§ Alınan metin
....................

YORUM | ADEM YAVUZ ARSLAN
Sosyal medya kullanıcıları başlıktaki ifadeye aşinadır.
Yaklaşık 5 yıl önce, İstanbul Esenyurt’ta yapılan bir sokak röportajından alınan bu ifade aslında Türk siyasi tarihinin de bir özeti gibi.
En azından ben öyle görür, zaman zaman döner izlerim.
Aksanından Adanalı olduğu intibaı uyandıran, işinde gücünde sıradan bir vatandaş, Cumhurbaşkanı Erdoğan’ın kendisine ekstra yetkiler toplayarak ‘Başkan’ olma hırsına dair kısa ama veciz bir değerlendirme yapıyor.
Hem de öyle bir analiz ki üzerine laf söylemenin pek bir gereği kalmıyor.
Hala izlemeyen varsa linkini şuraya bırakıyorum:
Röportajın tamamında ne dedi bilmiyorum ama meşhur olan kısmında ifade ettiği “Allah olmak istiyorsa toplanıp Allah diyek” cümlesi üzerine günlerce haftalarca siyasi analiz yapılır.

....................

[Nesnelerin konumuna ilişkin veri kümesi satırları]
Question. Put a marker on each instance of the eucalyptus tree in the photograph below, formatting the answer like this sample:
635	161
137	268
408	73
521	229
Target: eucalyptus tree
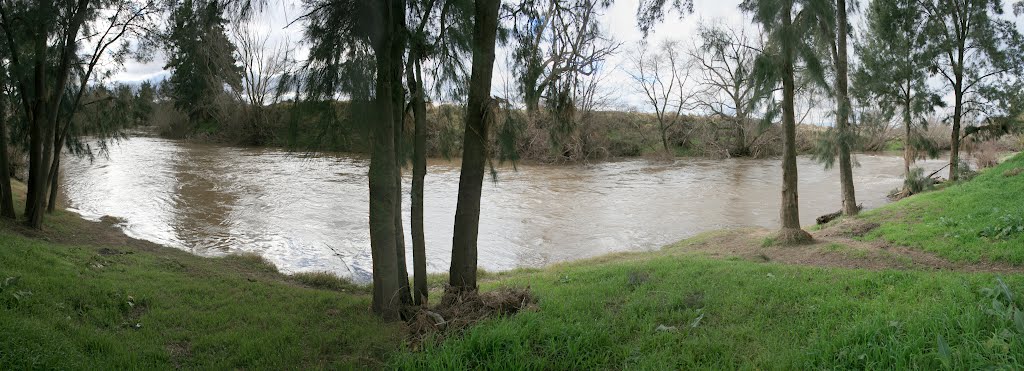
791	28
6	193
43	41
978	55
439	32
894	67
480	114
555	38
724	57
837	28
356	50
202	59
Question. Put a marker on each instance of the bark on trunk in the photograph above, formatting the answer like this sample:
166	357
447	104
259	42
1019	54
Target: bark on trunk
954	137
54	183
420	291
791	233
6	195
387	291
843	98
398	102
467	217
907	153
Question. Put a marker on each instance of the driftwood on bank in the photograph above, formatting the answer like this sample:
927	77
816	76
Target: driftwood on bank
824	219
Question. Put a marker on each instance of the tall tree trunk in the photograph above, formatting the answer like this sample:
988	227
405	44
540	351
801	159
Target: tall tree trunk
665	138
6	195
478	118
791	233
398	105
843	113
907	152
387	290
954	137
37	172
413	76
54	181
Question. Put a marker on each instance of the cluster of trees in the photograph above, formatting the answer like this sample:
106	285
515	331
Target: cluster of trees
388	59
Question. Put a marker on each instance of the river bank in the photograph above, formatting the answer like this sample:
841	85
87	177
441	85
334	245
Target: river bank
899	287
309	214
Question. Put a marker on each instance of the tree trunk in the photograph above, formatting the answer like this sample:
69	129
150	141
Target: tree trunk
954	137
398	102
387	290
907	152
54	183
6	195
843	114
478	118
420	290
791	233
665	138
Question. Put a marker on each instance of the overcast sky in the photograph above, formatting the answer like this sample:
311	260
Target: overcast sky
619	21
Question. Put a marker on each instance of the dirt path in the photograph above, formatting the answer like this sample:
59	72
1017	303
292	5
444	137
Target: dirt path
836	246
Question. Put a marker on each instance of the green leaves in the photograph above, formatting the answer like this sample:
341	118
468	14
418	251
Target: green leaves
945	354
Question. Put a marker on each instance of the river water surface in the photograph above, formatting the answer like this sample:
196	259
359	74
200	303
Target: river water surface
310	213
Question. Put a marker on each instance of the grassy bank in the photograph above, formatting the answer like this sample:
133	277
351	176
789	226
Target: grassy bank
978	220
88	296
92	299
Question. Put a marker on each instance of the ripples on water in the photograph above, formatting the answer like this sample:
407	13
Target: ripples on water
309	213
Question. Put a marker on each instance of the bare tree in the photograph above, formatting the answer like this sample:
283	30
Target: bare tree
728	90
556	38
663	77
265	67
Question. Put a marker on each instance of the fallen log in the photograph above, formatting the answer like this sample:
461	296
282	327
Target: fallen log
824	219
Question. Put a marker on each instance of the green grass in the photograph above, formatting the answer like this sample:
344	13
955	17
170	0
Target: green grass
736	315
72	305
109	306
977	220
140	310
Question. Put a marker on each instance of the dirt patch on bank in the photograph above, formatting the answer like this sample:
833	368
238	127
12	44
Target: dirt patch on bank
458	311
836	246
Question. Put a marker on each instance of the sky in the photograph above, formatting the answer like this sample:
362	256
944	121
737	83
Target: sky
619	22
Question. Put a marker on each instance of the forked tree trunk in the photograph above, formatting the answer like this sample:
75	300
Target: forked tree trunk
413	75
907	151
791	233
398	112
6	195
954	137
387	289
843	114
467	215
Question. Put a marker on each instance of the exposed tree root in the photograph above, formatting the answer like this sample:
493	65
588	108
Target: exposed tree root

....................

§ Yapılacak işler
a. Köşe yazısının "Yaklaşık 5 yıl" sözleriyle başlayıp "bir değerlendirme yapıyor." sözleri de dahil olmak üzere biten kısmını, "Adanalı" yerine "Mersinli" koyarak değiştirip yeniden yazın.
b. Köşe yazısında özel ad olarak geçen bütün kişi ve yer adlarını sıralayın.
Yalnızca köşe yazısına dayanın.

§ Sıralı yanıtlar
a.
Yaklaşık 5 yıl önce, İstanbul Esenyurt’ta yapılan bir sokak röportajından alınan bu ifade aslında Türk siyasi tarihinin de bir özeti gibi.
En azından ben öyle görür, zaman zaman döner izlerim.
Aksanından Mersinli olduğu intibaı uyandıran, işinde gücünde sıradan bir vatandaş, Cumhurbaşkanı Erdoğan’ın kendisine ekstra yetkiler toplayarak ‘Başkan’ olma hırsına dair kısa ama veciz bir değerlendirme yapıyor.

b. Adem Yavuz Arslan, İstanbul, Esenyurt, Erdoğan